Referring expression data:

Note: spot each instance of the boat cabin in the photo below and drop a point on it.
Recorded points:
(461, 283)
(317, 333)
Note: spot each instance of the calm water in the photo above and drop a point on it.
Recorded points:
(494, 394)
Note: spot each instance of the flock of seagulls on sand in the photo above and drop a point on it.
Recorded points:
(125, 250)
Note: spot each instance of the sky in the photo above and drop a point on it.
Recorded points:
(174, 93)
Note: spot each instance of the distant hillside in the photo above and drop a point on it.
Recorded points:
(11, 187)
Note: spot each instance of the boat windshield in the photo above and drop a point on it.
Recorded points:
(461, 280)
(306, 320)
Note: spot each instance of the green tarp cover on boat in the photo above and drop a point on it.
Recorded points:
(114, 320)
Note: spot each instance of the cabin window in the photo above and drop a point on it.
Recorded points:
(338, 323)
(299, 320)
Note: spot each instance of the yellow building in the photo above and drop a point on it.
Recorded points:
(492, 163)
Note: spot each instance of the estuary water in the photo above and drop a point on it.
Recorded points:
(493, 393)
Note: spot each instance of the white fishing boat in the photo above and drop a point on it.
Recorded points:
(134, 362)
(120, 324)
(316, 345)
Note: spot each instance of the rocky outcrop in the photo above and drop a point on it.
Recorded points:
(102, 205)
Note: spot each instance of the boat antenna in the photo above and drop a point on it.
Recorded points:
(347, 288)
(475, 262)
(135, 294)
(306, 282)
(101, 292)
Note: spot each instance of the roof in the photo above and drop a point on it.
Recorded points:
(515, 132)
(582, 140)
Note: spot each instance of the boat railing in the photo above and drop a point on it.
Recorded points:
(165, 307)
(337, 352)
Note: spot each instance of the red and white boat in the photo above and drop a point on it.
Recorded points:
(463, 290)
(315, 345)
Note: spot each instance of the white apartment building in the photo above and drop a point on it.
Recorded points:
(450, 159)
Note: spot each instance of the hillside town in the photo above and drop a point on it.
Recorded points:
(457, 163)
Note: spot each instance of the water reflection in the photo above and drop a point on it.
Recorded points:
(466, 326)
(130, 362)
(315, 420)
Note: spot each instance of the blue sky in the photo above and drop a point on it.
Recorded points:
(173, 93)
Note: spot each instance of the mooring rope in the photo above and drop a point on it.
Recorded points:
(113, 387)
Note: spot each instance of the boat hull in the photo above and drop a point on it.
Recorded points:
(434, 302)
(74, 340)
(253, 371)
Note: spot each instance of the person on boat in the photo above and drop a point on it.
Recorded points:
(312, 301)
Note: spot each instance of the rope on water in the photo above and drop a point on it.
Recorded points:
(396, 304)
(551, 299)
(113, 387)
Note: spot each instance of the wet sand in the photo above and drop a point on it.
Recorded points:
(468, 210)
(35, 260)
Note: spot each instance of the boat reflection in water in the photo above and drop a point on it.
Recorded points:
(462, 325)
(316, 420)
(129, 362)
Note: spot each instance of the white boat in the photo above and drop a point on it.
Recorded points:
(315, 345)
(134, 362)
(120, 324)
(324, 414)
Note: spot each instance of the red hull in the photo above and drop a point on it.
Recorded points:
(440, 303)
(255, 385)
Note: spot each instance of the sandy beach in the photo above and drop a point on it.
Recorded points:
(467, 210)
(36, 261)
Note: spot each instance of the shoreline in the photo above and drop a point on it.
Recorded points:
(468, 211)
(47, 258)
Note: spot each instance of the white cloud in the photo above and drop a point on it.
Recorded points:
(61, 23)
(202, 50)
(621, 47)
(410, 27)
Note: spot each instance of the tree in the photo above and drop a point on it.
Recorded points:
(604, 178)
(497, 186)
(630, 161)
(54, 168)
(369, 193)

# [YOUR TASK]
Transcribe exactly the lines from the one containing "Note: spot each instance of the white cloud" through the end of the records, both included, and nothing else.

# [TASK SOLUTION]
Note: spot each instance of the white cloud in the photo above and drop a point on it.
Recorded points:
(61, 23)
(202, 50)
(621, 47)
(410, 27)
Note: spot each instance of the tree in the photo above and drop a point on it.
Recorded points:
(604, 178)
(497, 186)
(630, 161)
(54, 168)
(369, 193)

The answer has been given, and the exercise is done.